— BEGIN DATASET EXTRACT —

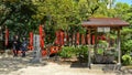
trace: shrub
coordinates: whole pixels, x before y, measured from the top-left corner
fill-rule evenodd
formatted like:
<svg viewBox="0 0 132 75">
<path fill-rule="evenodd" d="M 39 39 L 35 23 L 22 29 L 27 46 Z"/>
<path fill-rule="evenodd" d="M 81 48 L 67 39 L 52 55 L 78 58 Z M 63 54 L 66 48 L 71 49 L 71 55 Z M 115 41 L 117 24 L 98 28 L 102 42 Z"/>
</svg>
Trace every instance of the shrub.
<svg viewBox="0 0 132 75">
<path fill-rule="evenodd" d="M 81 57 L 82 60 L 88 60 L 88 46 L 81 45 L 75 49 L 77 57 Z"/>
<path fill-rule="evenodd" d="M 63 46 L 62 51 L 58 53 L 61 57 L 72 57 L 75 55 L 74 53 L 75 47 L 74 46 Z"/>
<path fill-rule="evenodd" d="M 132 65 L 132 57 L 130 54 L 124 54 L 122 56 L 123 65 Z"/>
</svg>

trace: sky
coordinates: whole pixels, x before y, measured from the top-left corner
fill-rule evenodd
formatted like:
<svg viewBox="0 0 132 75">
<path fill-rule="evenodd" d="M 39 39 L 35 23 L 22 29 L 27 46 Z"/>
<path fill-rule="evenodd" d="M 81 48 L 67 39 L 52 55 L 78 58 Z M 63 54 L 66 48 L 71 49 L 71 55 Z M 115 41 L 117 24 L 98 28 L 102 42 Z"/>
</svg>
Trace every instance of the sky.
<svg viewBox="0 0 132 75">
<path fill-rule="evenodd" d="M 132 4 L 132 0 L 116 0 L 117 2 L 125 2 L 128 4 Z"/>
</svg>

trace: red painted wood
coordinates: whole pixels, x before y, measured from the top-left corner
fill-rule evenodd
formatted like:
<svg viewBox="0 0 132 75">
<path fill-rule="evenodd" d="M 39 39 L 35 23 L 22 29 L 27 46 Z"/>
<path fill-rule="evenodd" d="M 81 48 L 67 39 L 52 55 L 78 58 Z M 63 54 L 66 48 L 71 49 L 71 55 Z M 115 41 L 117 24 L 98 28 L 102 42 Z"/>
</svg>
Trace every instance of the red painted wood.
<svg viewBox="0 0 132 75">
<path fill-rule="evenodd" d="M 77 39 L 76 39 L 76 44 L 77 45 L 79 45 L 79 36 L 80 36 L 80 34 L 79 34 L 79 32 L 77 32 Z"/>
<path fill-rule="evenodd" d="M 6 42 L 4 42 L 6 46 L 8 46 L 9 43 L 8 41 L 9 41 L 9 30 L 6 29 Z"/>
<path fill-rule="evenodd" d="M 95 35 L 92 35 L 92 44 L 95 44 Z"/>
<path fill-rule="evenodd" d="M 85 42 L 85 34 L 81 34 L 81 44 L 86 44 L 86 42 Z"/>
</svg>

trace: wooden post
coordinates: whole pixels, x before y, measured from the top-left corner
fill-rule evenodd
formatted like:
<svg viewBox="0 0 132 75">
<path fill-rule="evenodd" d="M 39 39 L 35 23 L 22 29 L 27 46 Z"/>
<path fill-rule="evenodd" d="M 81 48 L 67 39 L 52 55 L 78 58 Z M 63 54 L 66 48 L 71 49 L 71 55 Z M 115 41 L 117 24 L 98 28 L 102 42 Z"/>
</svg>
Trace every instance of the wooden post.
<svg viewBox="0 0 132 75">
<path fill-rule="evenodd" d="M 95 55 L 97 55 L 97 29 L 95 30 L 95 46 L 94 46 Z"/>
<path fill-rule="evenodd" d="M 118 64 L 121 64 L 121 41 L 120 41 L 120 29 L 118 29 Z"/>
<path fill-rule="evenodd" d="M 91 64 L 91 57 L 90 57 L 90 29 L 88 29 L 88 35 L 89 35 L 89 38 L 88 38 L 88 66 L 89 66 L 89 68 L 91 68 L 91 66 L 90 66 L 90 64 Z"/>
</svg>

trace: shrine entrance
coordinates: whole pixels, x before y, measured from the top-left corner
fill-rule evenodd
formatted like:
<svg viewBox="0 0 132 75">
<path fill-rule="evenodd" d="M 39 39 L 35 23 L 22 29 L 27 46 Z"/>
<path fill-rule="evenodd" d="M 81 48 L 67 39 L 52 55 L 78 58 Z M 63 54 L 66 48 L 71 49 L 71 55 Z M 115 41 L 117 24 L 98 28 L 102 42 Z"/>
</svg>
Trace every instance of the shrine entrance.
<svg viewBox="0 0 132 75">
<path fill-rule="evenodd" d="M 121 65 L 120 30 L 129 23 L 118 18 L 90 18 L 81 25 L 87 29 L 88 66 L 91 63 Z"/>
</svg>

— END DATASET EXTRACT —

WHAT YOU WILL DO> Reproduce the part of the listing that opens with the line containing "trace: shrine entrance" and closes with the last line of the listing, moving every number in its answer (the viewBox values and the point coordinates alike) up by 120. Leave the request lines and the format sample as they are.

TASK RESULT>
trace: shrine entrance
coordinates: whole pixels, x before y, measured from the top-left corner
fill-rule evenodd
formatted like:
<svg viewBox="0 0 132 75">
<path fill-rule="evenodd" d="M 39 39 L 35 23 L 22 29 L 27 46 Z"/>
<path fill-rule="evenodd" d="M 81 48 L 67 39 L 52 55 L 78 58 Z M 63 54 L 66 48 L 71 49 L 71 55 Z M 115 41 L 117 24 L 98 28 L 102 42 Z"/>
</svg>
Trace every instance of the shrine entrance.
<svg viewBox="120 120 252 195">
<path fill-rule="evenodd" d="M 241 185 L 240 150 L 249 143 L 238 138 L 210 138 L 201 145 L 207 149 L 208 186 L 211 183 Z"/>
</svg>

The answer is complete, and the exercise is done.